▶ Task
Your task is to copy every line below that contains the word "steel".

*** Opening of Extracted entries ***

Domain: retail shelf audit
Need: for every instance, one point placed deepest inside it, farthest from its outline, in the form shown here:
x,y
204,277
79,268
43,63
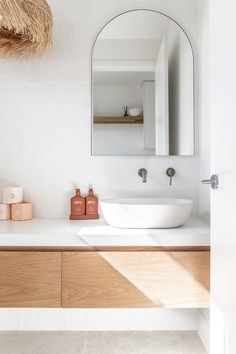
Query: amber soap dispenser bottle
x,y
92,205
77,206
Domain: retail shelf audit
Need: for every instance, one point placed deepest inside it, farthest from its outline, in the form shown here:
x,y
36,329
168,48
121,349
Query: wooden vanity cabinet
x,y
30,279
105,278
136,279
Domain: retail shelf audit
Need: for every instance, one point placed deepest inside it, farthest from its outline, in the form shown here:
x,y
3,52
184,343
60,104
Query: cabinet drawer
x,y
135,279
30,279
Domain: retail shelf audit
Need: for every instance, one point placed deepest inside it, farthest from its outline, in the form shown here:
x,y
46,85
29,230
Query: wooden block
x,y
5,212
21,211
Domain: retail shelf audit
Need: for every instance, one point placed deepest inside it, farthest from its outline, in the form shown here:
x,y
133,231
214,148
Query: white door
x,y
223,162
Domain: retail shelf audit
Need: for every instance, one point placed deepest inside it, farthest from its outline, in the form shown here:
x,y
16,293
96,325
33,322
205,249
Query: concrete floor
x,y
166,342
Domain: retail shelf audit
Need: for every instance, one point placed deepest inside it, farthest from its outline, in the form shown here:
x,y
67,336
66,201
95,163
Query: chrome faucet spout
x,y
142,172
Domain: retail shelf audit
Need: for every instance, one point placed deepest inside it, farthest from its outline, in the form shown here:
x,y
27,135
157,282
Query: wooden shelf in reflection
x,y
117,120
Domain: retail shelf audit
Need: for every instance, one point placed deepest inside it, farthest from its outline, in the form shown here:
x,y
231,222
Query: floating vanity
x,y
61,263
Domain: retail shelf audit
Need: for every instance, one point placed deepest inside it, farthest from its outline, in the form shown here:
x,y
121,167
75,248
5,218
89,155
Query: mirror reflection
x,y
142,69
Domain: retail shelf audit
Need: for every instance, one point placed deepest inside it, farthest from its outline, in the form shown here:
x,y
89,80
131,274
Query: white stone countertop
x,y
96,233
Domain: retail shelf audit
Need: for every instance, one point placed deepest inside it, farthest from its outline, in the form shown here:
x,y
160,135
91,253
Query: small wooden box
x,y
5,212
21,211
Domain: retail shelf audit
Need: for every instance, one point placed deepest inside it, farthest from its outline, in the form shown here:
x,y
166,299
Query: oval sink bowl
x,y
146,213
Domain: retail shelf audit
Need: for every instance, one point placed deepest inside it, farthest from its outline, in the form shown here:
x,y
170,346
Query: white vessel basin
x,y
146,213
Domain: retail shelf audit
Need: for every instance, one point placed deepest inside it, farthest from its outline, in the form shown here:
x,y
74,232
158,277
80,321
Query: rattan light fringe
x,y
25,27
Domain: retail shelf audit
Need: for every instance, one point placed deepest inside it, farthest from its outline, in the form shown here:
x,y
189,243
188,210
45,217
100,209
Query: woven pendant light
x,y
25,27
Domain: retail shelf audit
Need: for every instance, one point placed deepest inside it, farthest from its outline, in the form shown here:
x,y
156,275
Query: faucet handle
x,y
170,173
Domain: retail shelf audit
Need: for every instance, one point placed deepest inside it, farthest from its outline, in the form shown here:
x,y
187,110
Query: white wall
x,y
181,103
45,110
223,147
203,109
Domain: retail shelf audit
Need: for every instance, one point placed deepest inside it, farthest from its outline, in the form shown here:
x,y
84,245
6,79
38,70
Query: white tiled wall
x,y
45,108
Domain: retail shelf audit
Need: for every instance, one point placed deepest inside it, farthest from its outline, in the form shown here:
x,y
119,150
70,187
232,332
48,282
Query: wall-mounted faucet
x,y
170,173
142,172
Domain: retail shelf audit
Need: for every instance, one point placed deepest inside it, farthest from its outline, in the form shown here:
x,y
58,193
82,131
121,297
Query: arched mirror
x,y
142,87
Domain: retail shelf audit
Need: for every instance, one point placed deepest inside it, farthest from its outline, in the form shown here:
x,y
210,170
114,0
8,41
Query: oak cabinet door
x,y
30,279
135,279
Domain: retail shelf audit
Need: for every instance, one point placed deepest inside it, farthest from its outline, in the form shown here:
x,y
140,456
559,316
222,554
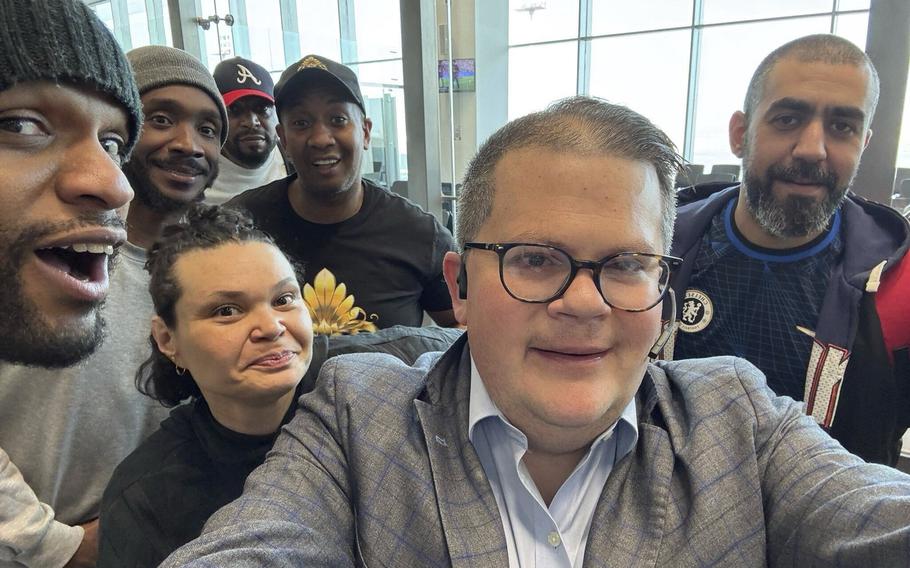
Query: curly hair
x,y
202,227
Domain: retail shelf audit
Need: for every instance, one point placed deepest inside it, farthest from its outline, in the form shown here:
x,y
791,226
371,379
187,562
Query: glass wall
x,y
684,64
135,23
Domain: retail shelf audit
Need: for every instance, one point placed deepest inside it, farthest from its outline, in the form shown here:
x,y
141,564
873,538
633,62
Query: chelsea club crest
x,y
698,311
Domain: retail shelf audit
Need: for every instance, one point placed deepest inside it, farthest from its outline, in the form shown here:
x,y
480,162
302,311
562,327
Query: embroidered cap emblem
x,y
698,311
243,74
311,62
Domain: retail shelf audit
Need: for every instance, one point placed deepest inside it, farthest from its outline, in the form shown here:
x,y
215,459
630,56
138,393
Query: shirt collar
x,y
481,406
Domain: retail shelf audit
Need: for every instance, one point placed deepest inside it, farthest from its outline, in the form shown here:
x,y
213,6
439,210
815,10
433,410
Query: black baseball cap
x,y
238,77
313,66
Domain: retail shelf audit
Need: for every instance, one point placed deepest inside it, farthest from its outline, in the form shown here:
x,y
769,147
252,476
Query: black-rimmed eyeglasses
x,y
534,273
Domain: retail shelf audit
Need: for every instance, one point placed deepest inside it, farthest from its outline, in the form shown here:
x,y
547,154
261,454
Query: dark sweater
x,y
161,495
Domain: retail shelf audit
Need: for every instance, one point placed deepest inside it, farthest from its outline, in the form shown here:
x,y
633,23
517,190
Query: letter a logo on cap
x,y
310,63
243,74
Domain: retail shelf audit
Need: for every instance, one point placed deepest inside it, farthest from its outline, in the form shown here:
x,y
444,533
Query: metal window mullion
x,y
240,31
290,31
692,90
347,31
583,80
154,13
120,14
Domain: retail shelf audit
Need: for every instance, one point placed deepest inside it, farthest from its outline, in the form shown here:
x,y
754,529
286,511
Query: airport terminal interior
x,y
439,76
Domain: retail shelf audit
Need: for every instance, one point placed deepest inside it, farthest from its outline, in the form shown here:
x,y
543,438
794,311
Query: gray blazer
x,y
377,470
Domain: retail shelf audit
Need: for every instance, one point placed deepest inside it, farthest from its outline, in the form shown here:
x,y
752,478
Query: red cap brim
x,y
232,96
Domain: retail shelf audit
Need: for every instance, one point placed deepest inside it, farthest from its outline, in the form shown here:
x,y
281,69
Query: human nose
x,y
250,120
268,326
89,178
810,146
321,135
582,298
186,141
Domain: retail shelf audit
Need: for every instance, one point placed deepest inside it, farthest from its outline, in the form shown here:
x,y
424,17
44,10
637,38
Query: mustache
x,y
197,166
804,172
253,131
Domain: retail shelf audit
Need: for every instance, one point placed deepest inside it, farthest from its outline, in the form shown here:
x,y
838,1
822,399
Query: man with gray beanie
x,y
176,158
70,115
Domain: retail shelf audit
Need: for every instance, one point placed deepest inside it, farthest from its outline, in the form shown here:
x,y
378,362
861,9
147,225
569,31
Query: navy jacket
x,y
857,383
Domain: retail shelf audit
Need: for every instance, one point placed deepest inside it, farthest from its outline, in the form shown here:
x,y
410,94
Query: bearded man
x,y
790,269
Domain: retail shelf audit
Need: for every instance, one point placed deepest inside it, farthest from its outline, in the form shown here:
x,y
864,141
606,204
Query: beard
x,y
793,215
251,159
153,198
27,337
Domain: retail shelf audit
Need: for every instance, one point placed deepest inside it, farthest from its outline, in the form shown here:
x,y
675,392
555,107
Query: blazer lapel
x,y
467,508
630,519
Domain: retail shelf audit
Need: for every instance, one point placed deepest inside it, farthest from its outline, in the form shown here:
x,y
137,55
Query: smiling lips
x,y
274,360
326,162
572,354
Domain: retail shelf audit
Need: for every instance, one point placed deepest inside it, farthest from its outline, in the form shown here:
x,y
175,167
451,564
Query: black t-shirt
x,y
388,256
161,494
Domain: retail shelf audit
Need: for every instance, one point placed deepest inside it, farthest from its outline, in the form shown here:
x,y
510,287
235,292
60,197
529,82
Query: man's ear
x,y
451,268
738,126
164,339
367,128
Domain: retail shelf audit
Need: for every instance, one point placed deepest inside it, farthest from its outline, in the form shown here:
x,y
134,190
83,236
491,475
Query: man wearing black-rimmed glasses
x,y
545,437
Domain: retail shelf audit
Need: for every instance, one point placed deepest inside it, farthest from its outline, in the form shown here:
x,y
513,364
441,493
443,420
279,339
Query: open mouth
x,y
84,262
326,162
275,360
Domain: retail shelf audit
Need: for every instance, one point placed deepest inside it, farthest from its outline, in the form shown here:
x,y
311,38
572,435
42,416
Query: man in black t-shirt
x,y
372,258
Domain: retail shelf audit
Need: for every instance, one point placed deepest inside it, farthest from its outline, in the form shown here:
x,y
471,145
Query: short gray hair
x,y
585,125
817,48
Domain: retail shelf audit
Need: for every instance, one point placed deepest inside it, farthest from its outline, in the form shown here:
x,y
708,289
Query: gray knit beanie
x,y
157,66
63,41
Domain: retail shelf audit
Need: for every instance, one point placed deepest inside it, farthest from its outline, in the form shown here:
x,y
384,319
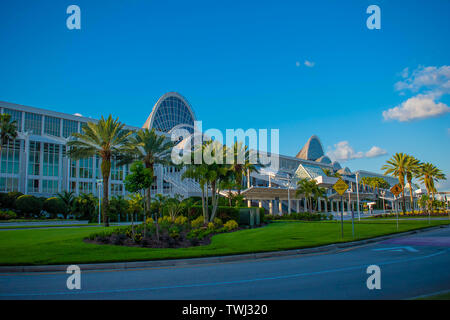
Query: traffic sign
x,y
397,189
340,186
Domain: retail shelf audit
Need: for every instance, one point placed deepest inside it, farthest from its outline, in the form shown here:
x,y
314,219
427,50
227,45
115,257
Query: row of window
x,y
52,125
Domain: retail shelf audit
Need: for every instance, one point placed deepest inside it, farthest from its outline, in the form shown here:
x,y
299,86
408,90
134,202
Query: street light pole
x,y
357,196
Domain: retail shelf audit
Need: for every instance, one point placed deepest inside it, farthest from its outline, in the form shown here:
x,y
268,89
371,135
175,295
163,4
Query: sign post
x,y
396,190
340,186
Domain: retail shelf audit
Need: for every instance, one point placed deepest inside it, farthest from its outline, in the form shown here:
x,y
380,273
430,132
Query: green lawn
x,y
442,296
47,226
64,246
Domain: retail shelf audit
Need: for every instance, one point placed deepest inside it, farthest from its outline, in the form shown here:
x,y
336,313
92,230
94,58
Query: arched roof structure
x,y
170,111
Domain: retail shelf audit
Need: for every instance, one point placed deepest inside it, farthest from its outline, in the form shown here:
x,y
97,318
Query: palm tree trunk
x,y
411,196
106,169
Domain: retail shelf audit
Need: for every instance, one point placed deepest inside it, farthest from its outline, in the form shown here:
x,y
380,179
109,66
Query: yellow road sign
x,y
397,189
340,186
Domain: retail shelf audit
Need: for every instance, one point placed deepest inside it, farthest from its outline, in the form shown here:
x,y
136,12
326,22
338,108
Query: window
x,y
52,126
85,187
73,168
116,189
15,116
10,157
69,127
33,185
116,171
51,160
33,123
85,168
34,158
50,186
9,184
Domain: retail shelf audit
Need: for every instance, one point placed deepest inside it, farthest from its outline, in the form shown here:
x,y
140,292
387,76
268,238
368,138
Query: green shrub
x,y
197,223
29,205
54,206
231,225
7,215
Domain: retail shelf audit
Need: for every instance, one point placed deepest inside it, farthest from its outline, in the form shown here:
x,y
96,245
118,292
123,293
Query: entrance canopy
x,y
266,193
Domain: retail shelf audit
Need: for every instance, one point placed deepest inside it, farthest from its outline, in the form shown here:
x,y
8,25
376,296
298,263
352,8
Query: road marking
x,y
400,249
206,284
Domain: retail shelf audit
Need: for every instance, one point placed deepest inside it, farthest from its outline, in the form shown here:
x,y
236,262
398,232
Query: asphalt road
x,y
410,266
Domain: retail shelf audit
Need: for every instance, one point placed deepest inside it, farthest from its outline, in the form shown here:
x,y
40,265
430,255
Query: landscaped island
x,y
67,246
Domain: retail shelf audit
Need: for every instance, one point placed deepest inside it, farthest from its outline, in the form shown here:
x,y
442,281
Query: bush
x,y
181,220
218,222
197,223
54,206
306,216
231,225
29,205
7,215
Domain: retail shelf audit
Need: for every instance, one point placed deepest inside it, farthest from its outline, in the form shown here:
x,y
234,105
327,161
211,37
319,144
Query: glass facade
x,y
16,115
85,168
10,157
50,186
33,123
69,127
52,126
171,112
34,158
51,160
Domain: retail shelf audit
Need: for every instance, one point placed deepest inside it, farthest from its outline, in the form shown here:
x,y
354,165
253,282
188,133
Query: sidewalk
x,y
209,260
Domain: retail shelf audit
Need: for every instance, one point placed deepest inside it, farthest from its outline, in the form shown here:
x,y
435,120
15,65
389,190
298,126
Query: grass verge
x,y
66,246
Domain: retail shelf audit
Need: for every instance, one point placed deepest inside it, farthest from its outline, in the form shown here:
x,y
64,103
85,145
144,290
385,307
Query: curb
x,y
208,260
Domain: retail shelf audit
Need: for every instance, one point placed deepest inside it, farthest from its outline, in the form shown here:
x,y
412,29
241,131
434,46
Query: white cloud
x,y
435,80
428,84
309,64
343,151
375,152
418,107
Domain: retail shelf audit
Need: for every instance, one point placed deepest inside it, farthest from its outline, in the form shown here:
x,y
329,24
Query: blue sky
x,y
241,64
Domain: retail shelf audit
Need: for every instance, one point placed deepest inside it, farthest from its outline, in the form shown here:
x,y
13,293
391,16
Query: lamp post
x,y
357,196
99,186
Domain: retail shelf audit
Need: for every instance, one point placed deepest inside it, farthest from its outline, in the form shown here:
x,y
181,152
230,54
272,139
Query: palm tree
x,y
151,149
429,174
241,163
412,170
306,188
396,166
68,198
210,177
8,129
108,140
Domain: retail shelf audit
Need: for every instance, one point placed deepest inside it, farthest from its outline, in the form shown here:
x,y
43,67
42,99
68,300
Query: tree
x,y
84,206
118,205
412,170
174,206
209,176
429,174
68,199
29,205
139,180
108,140
54,206
135,206
242,163
151,149
306,188
396,166
8,129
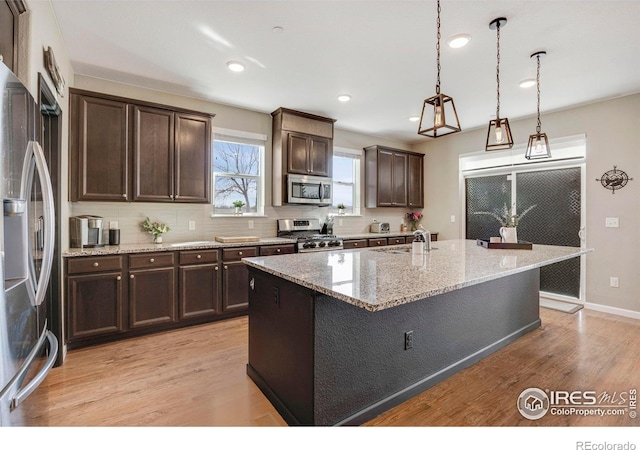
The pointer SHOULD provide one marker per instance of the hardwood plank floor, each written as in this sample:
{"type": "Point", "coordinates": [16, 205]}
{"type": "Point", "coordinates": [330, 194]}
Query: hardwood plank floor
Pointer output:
{"type": "Point", "coordinates": [197, 377]}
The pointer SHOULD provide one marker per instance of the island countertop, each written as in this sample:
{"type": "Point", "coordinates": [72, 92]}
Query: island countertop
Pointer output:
{"type": "Point", "coordinates": [384, 277]}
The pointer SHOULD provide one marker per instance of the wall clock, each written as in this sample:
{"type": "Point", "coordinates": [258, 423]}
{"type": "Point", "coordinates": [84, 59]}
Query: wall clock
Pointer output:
{"type": "Point", "coordinates": [614, 179]}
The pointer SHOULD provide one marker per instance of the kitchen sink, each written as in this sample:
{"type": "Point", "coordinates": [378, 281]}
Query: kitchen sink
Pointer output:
{"type": "Point", "coordinates": [192, 244]}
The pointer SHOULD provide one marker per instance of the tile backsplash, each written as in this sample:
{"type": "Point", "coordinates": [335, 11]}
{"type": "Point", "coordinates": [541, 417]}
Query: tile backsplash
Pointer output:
{"type": "Point", "coordinates": [177, 217]}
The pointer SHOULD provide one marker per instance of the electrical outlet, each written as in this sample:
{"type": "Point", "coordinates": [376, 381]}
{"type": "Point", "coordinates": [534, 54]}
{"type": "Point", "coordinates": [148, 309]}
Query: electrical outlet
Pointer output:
{"type": "Point", "coordinates": [611, 222]}
{"type": "Point", "coordinates": [408, 340]}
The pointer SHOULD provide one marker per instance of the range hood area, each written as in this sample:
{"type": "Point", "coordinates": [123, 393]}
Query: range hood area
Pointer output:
{"type": "Point", "coordinates": [302, 146]}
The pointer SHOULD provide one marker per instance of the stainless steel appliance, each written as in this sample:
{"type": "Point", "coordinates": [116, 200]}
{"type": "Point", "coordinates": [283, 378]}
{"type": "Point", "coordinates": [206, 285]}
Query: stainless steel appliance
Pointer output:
{"type": "Point", "coordinates": [308, 236]}
{"type": "Point", "coordinates": [380, 227]}
{"type": "Point", "coordinates": [86, 231]}
{"type": "Point", "coordinates": [309, 190]}
{"type": "Point", "coordinates": [28, 349]}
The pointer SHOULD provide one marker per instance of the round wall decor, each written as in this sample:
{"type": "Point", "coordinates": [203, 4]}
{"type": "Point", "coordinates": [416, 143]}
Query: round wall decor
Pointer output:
{"type": "Point", "coordinates": [614, 179]}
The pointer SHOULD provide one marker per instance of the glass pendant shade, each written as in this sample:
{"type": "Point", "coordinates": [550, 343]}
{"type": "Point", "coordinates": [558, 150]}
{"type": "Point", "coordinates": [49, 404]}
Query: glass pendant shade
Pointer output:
{"type": "Point", "coordinates": [499, 135]}
{"type": "Point", "coordinates": [439, 116]}
{"type": "Point", "coordinates": [538, 147]}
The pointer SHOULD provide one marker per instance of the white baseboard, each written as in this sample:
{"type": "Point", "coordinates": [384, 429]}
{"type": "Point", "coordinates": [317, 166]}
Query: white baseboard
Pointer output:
{"type": "Point", "coordinates": [613, 310]}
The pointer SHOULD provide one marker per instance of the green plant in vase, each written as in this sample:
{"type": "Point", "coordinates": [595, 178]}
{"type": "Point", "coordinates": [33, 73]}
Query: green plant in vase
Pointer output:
{"type": "Point", "coordinates": [156, 229]}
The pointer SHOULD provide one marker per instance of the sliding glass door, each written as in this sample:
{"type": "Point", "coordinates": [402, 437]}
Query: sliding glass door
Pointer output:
{"type": "Point", "coordinates": [555, 219]}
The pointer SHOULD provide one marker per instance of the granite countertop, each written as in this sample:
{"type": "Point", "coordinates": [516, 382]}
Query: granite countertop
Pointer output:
{"type": "Point", "coordinates": [168, 247]}
{"type": "Point", "coordinates": [384, 277]}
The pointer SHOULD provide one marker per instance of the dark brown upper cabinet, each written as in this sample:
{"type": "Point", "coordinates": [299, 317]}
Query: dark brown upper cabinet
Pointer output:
{"type": "Point", "coordinates": [393, 178]}
{"type": "Point", "coordinates": [99, 149]}
{"type": "Point", "coordinates": [126, 150]}
{"type": "Point", "coordinates": [302, 144]}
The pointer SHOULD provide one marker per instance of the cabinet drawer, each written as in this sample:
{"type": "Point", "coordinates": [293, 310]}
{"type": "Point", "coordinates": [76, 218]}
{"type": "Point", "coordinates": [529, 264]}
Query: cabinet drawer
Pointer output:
{"type": "Point", "coordinates": [237, 253]}
{"type": "Point", "coordinates": [377, 242]}
{"type": "Point", "coordinates": [198, 256]}
{"type": "Point", "coordinates": [94, 264]}
{"type": "Point", "coordinates": [149, 260]}
{"type": "Point", "coordinates": [355, 243]}
{"type": "Point", "coordinates": [269, 250]}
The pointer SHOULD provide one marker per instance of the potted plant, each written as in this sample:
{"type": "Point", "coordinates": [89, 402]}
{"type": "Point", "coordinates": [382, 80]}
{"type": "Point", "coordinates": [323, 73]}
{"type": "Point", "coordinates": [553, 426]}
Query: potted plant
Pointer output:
{"type": "Point", "coordinates": [414, 219]}
{"type": "Point", "coordinates": [157, 229]}
{"type": "Point", "coordinates": [238, 204]}
{"type": "Point", "coordinates": [509, 221]}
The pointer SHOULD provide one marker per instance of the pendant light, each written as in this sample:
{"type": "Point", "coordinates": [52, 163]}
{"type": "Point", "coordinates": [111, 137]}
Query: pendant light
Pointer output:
{"type": "Point", "coordinates": [499, 133]}
{"type": "Point", "coordinates": [437, 110]}
{"type": "Point", "coordinates": [538, 146]}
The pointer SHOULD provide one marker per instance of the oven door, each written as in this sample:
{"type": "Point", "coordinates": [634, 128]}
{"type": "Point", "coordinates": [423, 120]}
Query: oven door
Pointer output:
{"type": "Point", "coordinates": [309, 190]}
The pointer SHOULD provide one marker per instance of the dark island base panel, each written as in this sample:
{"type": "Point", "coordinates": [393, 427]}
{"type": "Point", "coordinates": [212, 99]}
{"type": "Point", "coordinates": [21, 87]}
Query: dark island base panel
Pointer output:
{"type": "Point", "coordinates": [321, 361]}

*** Close of Extracted entries ***

▶ Exercise answer
The pointer SHOULD provide one marker per instance of the stainless steel appliance, each written as in this sample:
Query: stainless steel appliance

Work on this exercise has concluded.